* **Texto para leitura**
• • • • • • •
O Brasil se comprometeu perante a comunidade internacional com a erradicação do trabalho infantil. Segundo o compromisso, a partir deste ano, 2020, nenhuma criança ou adolescente estaria sujeita às piores formas – mais insalubres e perigosas – de trabalho infantil. E, até 2025, essa faixa etária estaria livre de qualquer tipo de trabalho que pudesse afetar seu desenvolvimento, saúde e integridade.
Os dois compromissos estão longe de serem cumpridos e, ao que parece, o maior “passo” dado nesse sentido é a ausência de informações sobre esse tipo de desrespeito aos direitos humanos: há dois anos não são divulgadas atualizações dos dados acerca do trabalho infantil. O último dado disponível – da Pesquisa Nacional por Amostra de Domicílios (PnadC) realizada em 2016 – mostra que havia 2,4 milhões de crianças e adolescentes de cinco a 17 anos em situação de trabalho infantil. O número representava 6% da população (40,1 milhões) nesta faixa etária na época.
• • • • • • •
* **Pedido feito 1**
Copie, sem nenhuma alteração, o trecho do texto sobre trabalho infantil que vai de "O Brasil se" até "saúde e integridade.".
* **Pedido feito 2**
Retome o texto sobre trabalho infantil no Brasil e continue-o a partir da última frase.

(Trechos de dados de rotulagem de locais)
• • • • • • •
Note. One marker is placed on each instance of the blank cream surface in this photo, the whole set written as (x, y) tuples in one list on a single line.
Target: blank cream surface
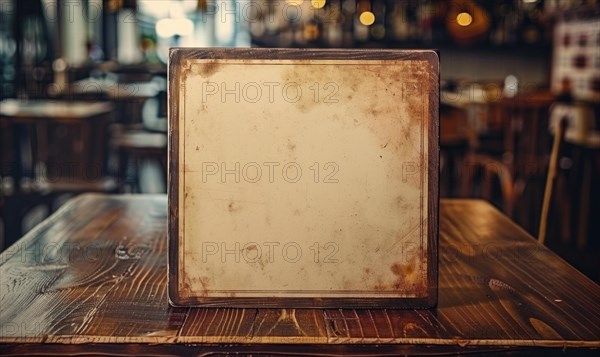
[(303, 178)]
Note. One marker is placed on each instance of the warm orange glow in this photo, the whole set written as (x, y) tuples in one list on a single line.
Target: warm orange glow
• • • • • • •
* **Resultado da tarefa 1**
O Brasil se comprometeu perante a comunidade internacional com a erradicação do trabalho infantil. Segundo o compromisso, a partir deste ano, 2020, nenhuma criança ou adolescente estaria sujeita às piores formas – mais insalubres e perigosas – de trabalho infantil. E, até 2025, essa faixa etária estaria livre de qualquer tipo de trabalho que pudesse afetar seu desenvolvimento, saúde e integridade.

* **Resultado da tarefa 2**
E, mesmo esse número, não passou sem polêmicas. O IBGE havia deixado de computar o trabalho de crianças que “produção para próprio consumo” e “construção para próprio uso, reduzindo em mais de 700 mil pessoas o total oficial. Instituições, pesquisadores e defensores dos direitos humanos alertaram para a redução com base em um critério que escapa o entendimento internacional sobre o tema. Em sua defesa, o IBGE informou à época que a nova metodologia não ocultava dados, estava apenas realizando registros separados entre as ocupações registrando separado conforme diretrizes internacionais para aprofundar as possibilidades de investigações acerca da temática.
Subnotificação
Mas, mesmo os dados oficiais podem estar notificados. Os dados da PNAD são declarativos, ou seja, dependem de quem responde ao pesquisador e dados sobre o trabalho infantil podem não ser informados corretamente. Outra fonte de informação são as notificações obrigatórias no âmbito do Sistema Único de Assistência Social (SUAS), mas, mesmo assim, dependem geralmente de denúncias, o que não representa um retrato fiel da realidade.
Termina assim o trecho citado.